● **Assignment**: Draw out every line with the word "rough" from the listing below.

● **Provided entries**:
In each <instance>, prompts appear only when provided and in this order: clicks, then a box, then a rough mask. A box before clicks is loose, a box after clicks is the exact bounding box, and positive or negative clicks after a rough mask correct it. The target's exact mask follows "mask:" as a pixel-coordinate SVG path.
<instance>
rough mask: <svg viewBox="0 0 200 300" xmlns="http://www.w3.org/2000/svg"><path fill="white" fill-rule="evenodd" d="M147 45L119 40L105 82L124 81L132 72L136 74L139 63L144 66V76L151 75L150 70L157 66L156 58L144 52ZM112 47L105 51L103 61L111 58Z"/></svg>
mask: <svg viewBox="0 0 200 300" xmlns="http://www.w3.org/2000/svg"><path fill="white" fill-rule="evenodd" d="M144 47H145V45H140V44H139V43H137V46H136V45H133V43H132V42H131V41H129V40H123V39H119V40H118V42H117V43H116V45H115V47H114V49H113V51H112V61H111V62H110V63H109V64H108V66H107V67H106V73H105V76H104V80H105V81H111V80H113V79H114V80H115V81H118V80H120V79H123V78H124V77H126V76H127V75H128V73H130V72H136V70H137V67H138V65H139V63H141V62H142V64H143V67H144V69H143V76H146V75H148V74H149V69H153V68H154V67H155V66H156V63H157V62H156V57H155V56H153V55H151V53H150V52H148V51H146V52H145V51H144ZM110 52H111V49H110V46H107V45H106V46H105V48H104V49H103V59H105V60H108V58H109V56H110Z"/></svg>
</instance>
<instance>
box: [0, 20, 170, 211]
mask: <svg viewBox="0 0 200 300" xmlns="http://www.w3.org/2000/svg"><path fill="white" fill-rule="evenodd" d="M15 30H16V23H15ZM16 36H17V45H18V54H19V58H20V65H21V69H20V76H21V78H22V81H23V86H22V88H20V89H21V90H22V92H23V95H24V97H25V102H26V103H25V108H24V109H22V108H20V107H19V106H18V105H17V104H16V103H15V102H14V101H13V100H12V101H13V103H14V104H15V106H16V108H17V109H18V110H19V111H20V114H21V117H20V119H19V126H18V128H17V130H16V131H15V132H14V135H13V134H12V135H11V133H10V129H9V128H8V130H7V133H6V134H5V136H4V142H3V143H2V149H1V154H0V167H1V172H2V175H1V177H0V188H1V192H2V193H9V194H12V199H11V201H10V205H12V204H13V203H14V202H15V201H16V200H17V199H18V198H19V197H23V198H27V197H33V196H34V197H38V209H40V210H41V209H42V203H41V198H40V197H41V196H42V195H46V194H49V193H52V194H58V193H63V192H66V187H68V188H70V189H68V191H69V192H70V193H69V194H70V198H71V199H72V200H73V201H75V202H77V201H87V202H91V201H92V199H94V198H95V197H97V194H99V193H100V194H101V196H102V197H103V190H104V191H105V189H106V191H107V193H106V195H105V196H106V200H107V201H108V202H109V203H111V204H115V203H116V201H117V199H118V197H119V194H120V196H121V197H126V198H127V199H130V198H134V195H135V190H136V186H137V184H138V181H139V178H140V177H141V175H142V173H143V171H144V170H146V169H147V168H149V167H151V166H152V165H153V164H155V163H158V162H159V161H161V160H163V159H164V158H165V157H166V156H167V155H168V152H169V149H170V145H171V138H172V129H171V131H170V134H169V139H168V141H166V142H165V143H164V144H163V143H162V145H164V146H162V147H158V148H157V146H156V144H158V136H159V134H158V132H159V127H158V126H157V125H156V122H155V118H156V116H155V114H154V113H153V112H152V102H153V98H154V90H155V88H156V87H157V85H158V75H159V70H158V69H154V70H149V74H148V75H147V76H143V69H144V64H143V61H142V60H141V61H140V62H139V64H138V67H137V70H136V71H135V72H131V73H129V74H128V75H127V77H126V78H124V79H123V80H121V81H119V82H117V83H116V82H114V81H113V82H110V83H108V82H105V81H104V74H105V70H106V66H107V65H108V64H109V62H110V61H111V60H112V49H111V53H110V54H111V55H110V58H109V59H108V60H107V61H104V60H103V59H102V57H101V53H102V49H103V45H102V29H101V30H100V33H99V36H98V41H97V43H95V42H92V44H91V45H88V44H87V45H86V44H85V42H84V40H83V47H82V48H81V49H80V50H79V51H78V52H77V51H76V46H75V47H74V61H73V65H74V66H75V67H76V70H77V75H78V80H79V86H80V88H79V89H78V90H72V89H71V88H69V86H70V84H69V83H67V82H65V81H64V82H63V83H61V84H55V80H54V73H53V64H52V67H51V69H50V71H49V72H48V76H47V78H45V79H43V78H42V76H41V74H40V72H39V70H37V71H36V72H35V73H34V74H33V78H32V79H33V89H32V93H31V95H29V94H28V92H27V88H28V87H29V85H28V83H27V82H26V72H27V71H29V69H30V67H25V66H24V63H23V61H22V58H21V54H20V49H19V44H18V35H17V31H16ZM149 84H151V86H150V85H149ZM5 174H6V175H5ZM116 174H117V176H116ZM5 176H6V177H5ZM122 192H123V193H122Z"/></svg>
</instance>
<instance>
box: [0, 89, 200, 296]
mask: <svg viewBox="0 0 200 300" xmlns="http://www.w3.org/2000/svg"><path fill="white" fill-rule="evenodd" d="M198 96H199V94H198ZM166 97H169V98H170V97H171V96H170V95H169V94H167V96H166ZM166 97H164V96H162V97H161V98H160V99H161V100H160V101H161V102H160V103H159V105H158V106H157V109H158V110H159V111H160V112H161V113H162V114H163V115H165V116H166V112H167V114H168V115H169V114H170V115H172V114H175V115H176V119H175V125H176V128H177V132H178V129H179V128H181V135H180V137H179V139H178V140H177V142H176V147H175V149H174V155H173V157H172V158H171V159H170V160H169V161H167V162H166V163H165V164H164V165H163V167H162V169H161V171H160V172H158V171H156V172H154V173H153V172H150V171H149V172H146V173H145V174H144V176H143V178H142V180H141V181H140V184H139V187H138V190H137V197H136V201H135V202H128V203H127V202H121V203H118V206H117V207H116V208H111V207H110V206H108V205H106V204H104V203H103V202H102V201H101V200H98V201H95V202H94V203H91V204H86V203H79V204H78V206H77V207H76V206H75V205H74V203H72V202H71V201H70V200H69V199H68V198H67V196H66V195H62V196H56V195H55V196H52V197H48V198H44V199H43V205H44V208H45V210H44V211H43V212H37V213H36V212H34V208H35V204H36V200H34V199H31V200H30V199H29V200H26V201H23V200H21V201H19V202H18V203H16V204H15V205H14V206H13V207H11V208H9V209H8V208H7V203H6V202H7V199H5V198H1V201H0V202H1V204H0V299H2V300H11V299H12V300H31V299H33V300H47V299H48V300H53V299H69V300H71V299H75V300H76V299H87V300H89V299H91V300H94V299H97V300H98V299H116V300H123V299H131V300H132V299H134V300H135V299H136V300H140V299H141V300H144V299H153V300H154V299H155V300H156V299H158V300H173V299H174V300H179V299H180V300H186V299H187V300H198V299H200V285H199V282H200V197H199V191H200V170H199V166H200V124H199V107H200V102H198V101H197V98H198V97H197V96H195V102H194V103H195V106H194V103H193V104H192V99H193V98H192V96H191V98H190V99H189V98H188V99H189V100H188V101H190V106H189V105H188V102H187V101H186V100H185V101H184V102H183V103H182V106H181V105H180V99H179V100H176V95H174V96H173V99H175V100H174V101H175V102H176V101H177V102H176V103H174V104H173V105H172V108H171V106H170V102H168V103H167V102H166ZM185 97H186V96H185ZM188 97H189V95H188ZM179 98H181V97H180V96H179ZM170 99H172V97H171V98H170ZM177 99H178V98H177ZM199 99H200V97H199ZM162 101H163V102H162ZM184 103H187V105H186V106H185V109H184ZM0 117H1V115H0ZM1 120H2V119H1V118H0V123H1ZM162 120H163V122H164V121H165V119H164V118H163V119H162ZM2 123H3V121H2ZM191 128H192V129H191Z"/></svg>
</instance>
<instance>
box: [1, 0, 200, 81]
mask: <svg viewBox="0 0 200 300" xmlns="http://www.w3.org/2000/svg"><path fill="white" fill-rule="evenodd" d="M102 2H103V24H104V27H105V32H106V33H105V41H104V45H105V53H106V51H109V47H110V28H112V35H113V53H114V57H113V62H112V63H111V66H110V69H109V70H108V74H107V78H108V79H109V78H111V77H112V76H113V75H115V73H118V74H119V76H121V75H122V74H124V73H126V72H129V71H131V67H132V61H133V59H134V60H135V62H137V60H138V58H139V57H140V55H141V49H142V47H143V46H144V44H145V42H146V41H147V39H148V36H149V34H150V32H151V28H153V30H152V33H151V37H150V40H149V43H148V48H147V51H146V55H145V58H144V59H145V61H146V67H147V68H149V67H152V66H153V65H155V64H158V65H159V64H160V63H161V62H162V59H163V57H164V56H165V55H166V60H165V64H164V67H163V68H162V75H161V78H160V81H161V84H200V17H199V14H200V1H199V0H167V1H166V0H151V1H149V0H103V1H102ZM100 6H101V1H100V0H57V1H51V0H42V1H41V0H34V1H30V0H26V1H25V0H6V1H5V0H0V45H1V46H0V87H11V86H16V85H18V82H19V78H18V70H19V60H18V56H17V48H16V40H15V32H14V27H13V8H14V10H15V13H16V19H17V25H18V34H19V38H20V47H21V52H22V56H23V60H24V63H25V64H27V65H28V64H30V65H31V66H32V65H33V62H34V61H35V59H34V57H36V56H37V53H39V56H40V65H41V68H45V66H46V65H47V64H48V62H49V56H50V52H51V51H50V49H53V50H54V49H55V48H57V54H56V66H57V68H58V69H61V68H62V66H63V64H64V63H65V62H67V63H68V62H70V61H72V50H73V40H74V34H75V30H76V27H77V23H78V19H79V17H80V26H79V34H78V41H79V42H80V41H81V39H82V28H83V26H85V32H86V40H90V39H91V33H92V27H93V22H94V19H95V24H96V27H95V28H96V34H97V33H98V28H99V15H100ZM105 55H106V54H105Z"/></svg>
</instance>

● **Response area**:
In each <instance>, prompts appear only when provided and in this order: clicks, then a box, then a rough mask. A box before clicks is loose, a box after clicks is the exact bounding box, and positive or negative clicks after a rough mask correct it. The target's exact mask follows "mask:" as a pixel-coordinate SVG path.
rough mask: <svg viewBox="0 0 200 300" xmlns="http://www.w3.org/2000/svg"><path fill="white" fill-rule="evenodd" d="M147 45L119 40L105 82L124 81L132 72L136 74L139 63L144 66V76L151 75L150 70L157 66L156 58L144 52ZM112 47L105 51L103 61L111 58Z"/></svg>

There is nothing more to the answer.